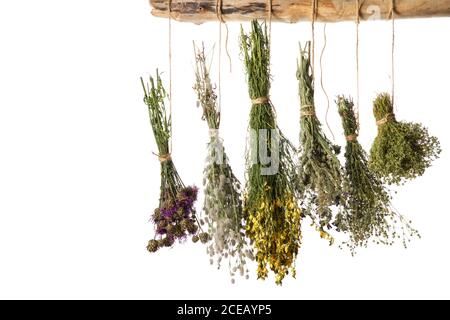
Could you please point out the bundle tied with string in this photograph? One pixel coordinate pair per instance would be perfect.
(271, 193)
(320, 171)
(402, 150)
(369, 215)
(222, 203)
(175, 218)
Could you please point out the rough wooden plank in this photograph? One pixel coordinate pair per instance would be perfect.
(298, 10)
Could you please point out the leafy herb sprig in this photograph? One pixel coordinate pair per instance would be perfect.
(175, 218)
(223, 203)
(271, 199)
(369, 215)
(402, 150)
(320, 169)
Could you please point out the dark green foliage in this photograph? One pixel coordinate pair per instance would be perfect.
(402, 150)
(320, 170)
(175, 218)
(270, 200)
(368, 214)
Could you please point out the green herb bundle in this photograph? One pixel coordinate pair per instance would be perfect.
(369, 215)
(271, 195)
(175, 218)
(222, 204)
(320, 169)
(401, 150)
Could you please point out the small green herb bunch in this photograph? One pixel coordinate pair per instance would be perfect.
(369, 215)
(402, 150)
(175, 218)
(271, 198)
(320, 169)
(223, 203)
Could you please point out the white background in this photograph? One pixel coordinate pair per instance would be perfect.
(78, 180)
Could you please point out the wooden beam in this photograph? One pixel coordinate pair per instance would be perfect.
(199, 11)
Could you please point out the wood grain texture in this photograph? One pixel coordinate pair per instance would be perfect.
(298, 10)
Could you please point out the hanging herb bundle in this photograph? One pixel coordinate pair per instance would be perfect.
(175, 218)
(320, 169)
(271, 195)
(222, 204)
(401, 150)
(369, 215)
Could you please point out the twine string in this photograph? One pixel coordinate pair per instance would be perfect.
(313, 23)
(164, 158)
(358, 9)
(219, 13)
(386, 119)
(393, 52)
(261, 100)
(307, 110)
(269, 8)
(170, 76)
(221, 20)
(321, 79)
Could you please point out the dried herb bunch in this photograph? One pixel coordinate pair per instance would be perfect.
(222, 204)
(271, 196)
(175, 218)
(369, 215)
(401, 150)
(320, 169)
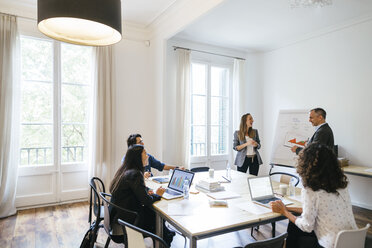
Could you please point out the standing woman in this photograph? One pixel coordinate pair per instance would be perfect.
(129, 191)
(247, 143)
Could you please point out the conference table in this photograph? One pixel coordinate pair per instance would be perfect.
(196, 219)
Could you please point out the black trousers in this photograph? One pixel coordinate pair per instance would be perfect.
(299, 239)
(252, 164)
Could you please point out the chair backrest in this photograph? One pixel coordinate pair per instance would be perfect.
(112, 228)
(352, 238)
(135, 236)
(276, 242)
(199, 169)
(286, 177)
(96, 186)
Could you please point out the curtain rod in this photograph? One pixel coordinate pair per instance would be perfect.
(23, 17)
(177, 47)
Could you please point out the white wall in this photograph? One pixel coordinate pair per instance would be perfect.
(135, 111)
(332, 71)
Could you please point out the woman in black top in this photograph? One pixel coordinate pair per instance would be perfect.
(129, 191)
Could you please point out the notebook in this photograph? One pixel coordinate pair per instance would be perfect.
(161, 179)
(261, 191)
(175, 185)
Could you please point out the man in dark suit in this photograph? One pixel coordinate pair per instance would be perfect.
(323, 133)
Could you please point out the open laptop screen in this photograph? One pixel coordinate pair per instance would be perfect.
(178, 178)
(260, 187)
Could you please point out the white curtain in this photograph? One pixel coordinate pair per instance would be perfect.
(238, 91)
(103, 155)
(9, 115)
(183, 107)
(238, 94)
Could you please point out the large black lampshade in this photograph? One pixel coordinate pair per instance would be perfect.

Set problem:
Print out the lines exactly, skipping any picture.

Exercise result:
Could you please point out the bundle tied with string in this photograph? One pixel coordinate pair per instance would be perfect.
(271, 193)
(320, 171)
(402, 150)
(369, 215)
(222, 203)
(175, 218)
Could you please point out the rough wooden plank in this photograph? One pixel coordinate pair per instance would be perfect.
(298, 10)
Could you please point out the leafy herb sprig in this photograph? One pixel coordinate pair per instance would be perfect.
(175, 218)
(223, 203)
(271, 199)
(369, 215)
(402, 150)
(320, 169)
Could you please point out the dark green foliage in this photograph? One pixel coordinate pair per instance would be perfect.
(402, 150)
(320, 170)
(175, 218)
(270, 200)
(368, 214)
Could you please point out the green herb bundle in this photograph? One pixel coordinate pair per instance would be perfect.
(369, 215)
(271, 195)
(175, 218)
(222, 204)
(320, 169)
(401, 150)
Could you please point out the small green herb bunch in this photograph? One pixel coordinate pair per instance would be perfect.
(369, 215)
(402, 150)
(175, 218)
(271, 198)
(320, 169)
(223, 203)
Could you please point out the white background in this photograph? One pixel coordinate pair per instance would be perfect.
(78, 180)
Could you please point out the wooden beam in this photograph? One pixel coordinate pair per instance would be perfect.
(199, 11)
Could you please point out the wood grain texture in this photograph? One pixel coordinate pair per instance would be perfect.
(298, 10)
Could you please point out the hanging herb bundle in this photograph? One pixel coordinate pair per instance would be perfect.
(175, 218)
(320, 169)
(271, 195)
(222, 204)
(401, 150)
(369, 215)
Could you please point out the twine string in this photograph? One pixel coordinate pair per instance would be perfect.
(313, 23)
(164, 158)
(358, 9)
(219, 13)
(386, 119)
(393, 52)
(261, 100)
(307, 110)
(269, 8)
(170, 76)
(221, 20)
(321, 79)
Could you please point out the dried herb bunch in this photograph? One pixel coordinate pair per instance would be perfect.
(222, 204)
(271, 196)
(175, 218)
(369, 215)
(401, 150)
(320, 169)
Could you please point out the standing woman in this photograph? One pixel coordinate pair per instance would be perfect.
(129, 191)
(247, 143)
Could you please point out the conference table in this photograph? One pixel coordinate pair per instance would be perfect.
(196, 219)
Could you please point out the black trousers in this photograph? One pixel coordinate pair per instance would be perfect.
(299, 239)
(252, 164)
Could you please point out the chair backrest in this photograph? One pixel coordinate pair per instance would be perfect.
(112, 228)
(352, 238)
(135, 236)
(276, 242)
(199, 169)
(286, 177)
(96, 186)
Could you please point out the curtain rod in this photograph? One pixel coordinate pair per instance would be perfect.
(23, 17)
(177, 47)
Could you please point out the white wall in this photograph? One pixel coordinate pair per instance would be perfect.
(135, 111)
(332, 71)
Could you please point out the woman in black top in this photograph? One pixel coordinate pair per instance would be perfect.
(129, 191)
Could you please point out the notebook in this photograph? One pixel coordinate pair per instance would be perfect.
(161, 179)
(261, 191)
(175, 185)
Could you please point out the man in dark suit in this photograph? One pixel coordinate pair per instance would be perfect.
(323, 133)
Could you please point out the open laptop screen in this photograph? One pixel coordinate pair per instance would be perfect.
(178, 178)
(260, 187)
Could you please point out the white curtain in this photograph? One pixel coordinate pair per instance would be perfect.
(238, 91)
(103, 155)
(9, 115)
(183, 107)
(238, 94)
Could you please point out the large black lampshade in this photograph? One pixel coordinate pair per instance would be perfect.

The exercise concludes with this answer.